**Exercise objective:** In full and word for word, give the records again.

**Given records:**

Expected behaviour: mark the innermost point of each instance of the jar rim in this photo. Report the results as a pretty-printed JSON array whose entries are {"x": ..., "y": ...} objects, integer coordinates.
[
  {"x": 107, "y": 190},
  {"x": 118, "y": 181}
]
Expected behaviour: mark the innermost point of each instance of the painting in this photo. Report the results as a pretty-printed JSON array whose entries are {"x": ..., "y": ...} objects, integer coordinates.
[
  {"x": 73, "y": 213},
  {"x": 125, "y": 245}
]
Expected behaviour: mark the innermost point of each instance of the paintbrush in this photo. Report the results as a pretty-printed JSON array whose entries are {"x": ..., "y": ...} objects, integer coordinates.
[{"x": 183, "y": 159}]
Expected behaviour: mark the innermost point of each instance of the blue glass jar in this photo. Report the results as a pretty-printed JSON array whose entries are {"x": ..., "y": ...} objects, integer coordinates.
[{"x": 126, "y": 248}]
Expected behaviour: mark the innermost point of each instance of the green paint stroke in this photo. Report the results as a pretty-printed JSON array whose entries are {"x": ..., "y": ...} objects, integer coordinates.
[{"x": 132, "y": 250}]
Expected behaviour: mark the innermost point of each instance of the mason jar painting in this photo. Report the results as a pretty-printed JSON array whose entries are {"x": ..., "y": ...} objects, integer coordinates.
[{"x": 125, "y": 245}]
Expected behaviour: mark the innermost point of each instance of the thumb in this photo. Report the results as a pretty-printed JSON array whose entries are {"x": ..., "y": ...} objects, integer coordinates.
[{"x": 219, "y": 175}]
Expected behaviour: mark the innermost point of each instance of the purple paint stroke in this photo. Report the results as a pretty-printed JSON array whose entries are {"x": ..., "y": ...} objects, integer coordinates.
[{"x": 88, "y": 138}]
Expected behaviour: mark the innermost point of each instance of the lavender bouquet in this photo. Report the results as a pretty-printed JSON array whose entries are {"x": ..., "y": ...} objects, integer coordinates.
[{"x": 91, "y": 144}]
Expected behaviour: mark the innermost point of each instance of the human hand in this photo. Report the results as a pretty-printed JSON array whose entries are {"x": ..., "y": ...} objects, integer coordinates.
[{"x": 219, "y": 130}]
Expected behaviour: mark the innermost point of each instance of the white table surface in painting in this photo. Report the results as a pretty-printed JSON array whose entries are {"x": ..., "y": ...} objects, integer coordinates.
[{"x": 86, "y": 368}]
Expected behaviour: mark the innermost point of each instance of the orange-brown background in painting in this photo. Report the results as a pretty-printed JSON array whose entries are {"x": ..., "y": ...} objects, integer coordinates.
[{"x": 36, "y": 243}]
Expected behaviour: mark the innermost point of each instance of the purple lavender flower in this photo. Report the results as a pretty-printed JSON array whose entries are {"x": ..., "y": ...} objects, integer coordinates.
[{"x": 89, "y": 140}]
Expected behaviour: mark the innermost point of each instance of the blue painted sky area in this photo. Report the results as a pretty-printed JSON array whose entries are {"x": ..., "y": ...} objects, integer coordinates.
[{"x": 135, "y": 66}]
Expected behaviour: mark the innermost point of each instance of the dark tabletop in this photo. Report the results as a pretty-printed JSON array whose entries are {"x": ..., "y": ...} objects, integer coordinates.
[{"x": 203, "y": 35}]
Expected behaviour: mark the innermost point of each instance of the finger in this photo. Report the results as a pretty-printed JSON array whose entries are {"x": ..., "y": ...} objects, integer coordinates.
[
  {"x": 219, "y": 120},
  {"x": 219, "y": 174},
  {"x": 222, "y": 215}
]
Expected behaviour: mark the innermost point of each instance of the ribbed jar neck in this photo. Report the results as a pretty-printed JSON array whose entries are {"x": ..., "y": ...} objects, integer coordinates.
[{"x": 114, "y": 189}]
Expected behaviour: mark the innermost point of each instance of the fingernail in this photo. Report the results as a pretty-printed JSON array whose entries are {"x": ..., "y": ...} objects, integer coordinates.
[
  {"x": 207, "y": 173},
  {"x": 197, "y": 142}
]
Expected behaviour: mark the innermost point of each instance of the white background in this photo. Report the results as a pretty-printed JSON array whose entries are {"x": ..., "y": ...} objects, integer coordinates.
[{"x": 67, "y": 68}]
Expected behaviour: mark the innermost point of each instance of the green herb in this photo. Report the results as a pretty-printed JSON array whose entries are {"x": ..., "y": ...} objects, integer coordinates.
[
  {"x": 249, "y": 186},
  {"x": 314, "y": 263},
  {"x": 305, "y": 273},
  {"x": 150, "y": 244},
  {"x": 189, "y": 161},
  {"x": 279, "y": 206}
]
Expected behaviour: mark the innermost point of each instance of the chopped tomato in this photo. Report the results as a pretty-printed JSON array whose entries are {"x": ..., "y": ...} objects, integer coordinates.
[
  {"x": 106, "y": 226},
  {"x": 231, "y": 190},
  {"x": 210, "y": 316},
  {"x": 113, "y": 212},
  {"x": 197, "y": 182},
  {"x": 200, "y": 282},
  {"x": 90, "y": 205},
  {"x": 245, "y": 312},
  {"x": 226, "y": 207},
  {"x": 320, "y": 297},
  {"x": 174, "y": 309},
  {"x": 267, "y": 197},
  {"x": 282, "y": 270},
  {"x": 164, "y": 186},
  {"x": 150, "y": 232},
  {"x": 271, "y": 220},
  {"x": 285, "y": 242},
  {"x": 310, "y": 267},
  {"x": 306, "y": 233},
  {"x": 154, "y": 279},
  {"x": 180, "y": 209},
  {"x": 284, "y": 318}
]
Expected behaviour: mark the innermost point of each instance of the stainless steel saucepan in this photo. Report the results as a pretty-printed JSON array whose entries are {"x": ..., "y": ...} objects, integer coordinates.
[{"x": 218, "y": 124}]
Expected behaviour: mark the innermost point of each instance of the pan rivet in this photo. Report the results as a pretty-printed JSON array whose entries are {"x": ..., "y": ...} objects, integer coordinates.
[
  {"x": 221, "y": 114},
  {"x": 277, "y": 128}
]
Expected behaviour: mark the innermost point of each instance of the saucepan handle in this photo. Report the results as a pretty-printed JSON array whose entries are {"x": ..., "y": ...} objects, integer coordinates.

**Answer:**
Expected behaviour: mark the innermost point of each instance of the jar rim in this photo. Report the results as a pretty-printed JSON array whose entries are {"x": ..., "y": ...} objects, integer coordinates.
[
  {"x": 107, "y": 190},
  {"x": 118, "y": 181}
]
Expected behaviour: mark the innermost point of each instance of the painting in this photo. Report the results as a pretty-printed JSON array whose entries are {"x": ..., "y": ...} objects, integer coordinates.
[
  {"x": 73, "y": 213},
  {"x": 125, "y": 245}
]
Expected behaviour: mark the innermost point of each instance of the paintbrush in this photo. Report the results as a pretty-printed JSON array whose entries are {"x": ..., "y": ...} objects, integer coordinates.
[{"x": 183, "y": 159}]
Expected behaviour: mark the innermost point of each instance of the blue glass jar in this photo. Report the results as a pretty-printed JSON array whose entries are {"x": ..., "y": ...} objects, integer coordinates.
[{"x": 126, "y": 248}]
Expected behaviour: mark the innermost point of each instance of the green paint stroke in this photo. Report the results as a pretty-printed JSON array whose entries are {"x": ..., "y": ...} objects, integer coordinates.
[{"x": 132, "y": 250}]
Expected behaviour: mark the innermost point of each instance of the mason jar painting in this photo. Report the results as a pretty-printed JSON array whose entries are {"x": ..., "y": ...} objects, integer coordinates.
[{"x": 125, "y": 245}]
Expected behaviour: mark the innermost point of each instance of the thumb in this photo. Report the results as a pretty-printed JSON array whose entries are {"x": ..., "y": ...} objects, integer coordinates.
[{"x": 219, "y": 175}]
Expected behaviour: mark the innermost point of each instance of the purple paint stroke in this photo. Report the results as a pretty-printed JSON array whose entries are {"x": ..., "y": ...} objects, integer coordinates.
[{"x": 88, "y": 138}]
Expected behaviour: mark the innermost point of each instance of the lavender bouquet in this photo. Report the results as a pretty-printed JSON array whose entries are {"x": ..., "y": ...} objects, integer coordinates.
[{"x": 91, "y": 144}]
Expected behaviour: mark the innermost point of each instance of the human hand in this photo. Report the results as a pretty-printed JSON array whose entries are {"x": ..., "y": ...} objects, integer coordinates.
[{"x": 219, "y": 130}]
Expected behaviour: mark the innermost point of each instance of the white table surface in painting in this photo. Report the results as a pretty-printed JSON array whose entries are {"x": ..., "y": ...} objects, integer coordinates.
[{"x": 86, "y": 368}]
Expected behaviour: mark the innermost point of each instance of the orange-brown background in painting in this photo. Report the results as a pretty-printed JSON array whose entries are {"x": ..., "y": ...} objects, integer coordinates.
[{"x": 36, "y": 243}]
Expected behaviour: mark the innermost point of each instance of the purple lavender flower in this photo. Report the results as a pretty-printed JSON array whose entries are {"x": ..., "y": ...} objects, integer coordinates.
[{"x": 89, "y": 140}]
Expected behaviour: mark the innermost point of each instance of the blue painted sky area in this photo. Report the results as a pretty-printed JSON array whose entries are {"x": ..., "y": ...} objects, integer coordinates.
[{"x": 135, "y": 66}]
Expected behaviour: mark the innermost point of each instance of the dark tabletop in this photo. Report the results as a pretty-printed JSON array whose entries are {"x": ..., "y": ...} objects, integer coordinates.
[{"x": 203, "y": 35}]
Expected behaviour: mark the innermost point of each instance of the finger in this photo. Report the results as a pretty-printed JSON array whose entries are {"x": ..., "y": ...} objects, integer coordinates.
[
  {"x": 219, "y": 120},
  {"x": 219, "y": 174},
  {"x": 222, "y": 215}
]
Expected behaviour: mark the innermost point of each instance of the ribbed jar neck in this photo. Report the results as a pretty-printed JSON array whose entries are {"x": ..., "y": ...} objects, integer coordinates.
[{"x": 114, "y": 189}]
Expected behaviour: mark the innermost point of each instance of the fingernail in this photo. Report the results as a pretty-printed JSON array whose entries are {"x": ..., "y": ...} objects, integer coordinates.
[
  {"x": 207, "y": 173},
  {"x": 197, "y": 142}
]
Expected behaviour: mark the innermost point of each instance of the white background in this photo. Report the results as a pretty-printed JSON array whose entries are {"x": ..., "y": ...} objects, integer coordinates.
[{"x": 67, "y": 68}]
Expected behaviour: mark the innermost point of each instance of the green herb in this photo. Report the results as a pretty-printed JSON array whose entries are {"x": ..., "y": ...} objects, integer coordinates.
[
  {"x": 249, "y": 186},
  {"x": 314, "y": 263},
  {"x": 305, "y": 273},
  {"x": 150, "y": 244},
  {"x": 189, "y": 161},
  {"x": 279, "y": 206}
]
Expected behaviour: mark the innermost point of each instance of the chopped tomato in this photo. Report the results as a pretty-printed JSON array whose entries are {"x": ..., "y": ...} objects, integer coordinates.
[
  {"x": 106, "y": 226},
  {"x": 231, "y": 190},
  {"x": 210, "y": 316},
  {"x": 113, "y": 212},
  {"x": 197, "y": 182},
  {"x": 200, "y": 282},
  {"x": 90, "y": 205},
  {"x": 245, "y": 312},
  {"x": 226, "y": 207},
  {"x": 320, "y": 297},
  {"x": 174, "y": 309},
  {"x": 267, "y": 197},
  {"x": 282, "y": 270},
  {"x": 164, "y": 186},
  {"x": 150, "y": 232},
  {"x": 271, "y": 220},
  {"x": 285, "y": 242},
  {"x": 310, "y": 267},
  {"x": 306, "y": 233},
  {"x": 154, "y": 279},
  {"x": 180, "y": 209},
  {"x": 284, "y": 318}
]
Expected behaviour: mark the innermost point of each instance of the stainless steel saucepan in this photo. Report the results as a pretty-printed JSON array whose entries are {"x": ..., "y": ...} objects, integer coordinates.
[{"x": 218, "y": 124}]
Expected behaviour: mark the innermost point of each instance of the pan rivet in this photo. Report the results as a pretty-printed JSON array whose entries are {"x": ..., "y": ...} objects, integer coordinates.
[
  {"x": 221, "y": 114},
  {"x": 277, "y": 128}
]
Expected behaviour: mark the innermost point of each instance of the saucepan handle in this photo. Report the results as a pretty-printed JSON array whose entries are {"x": ..., "y": ...} objects, integer coordinates.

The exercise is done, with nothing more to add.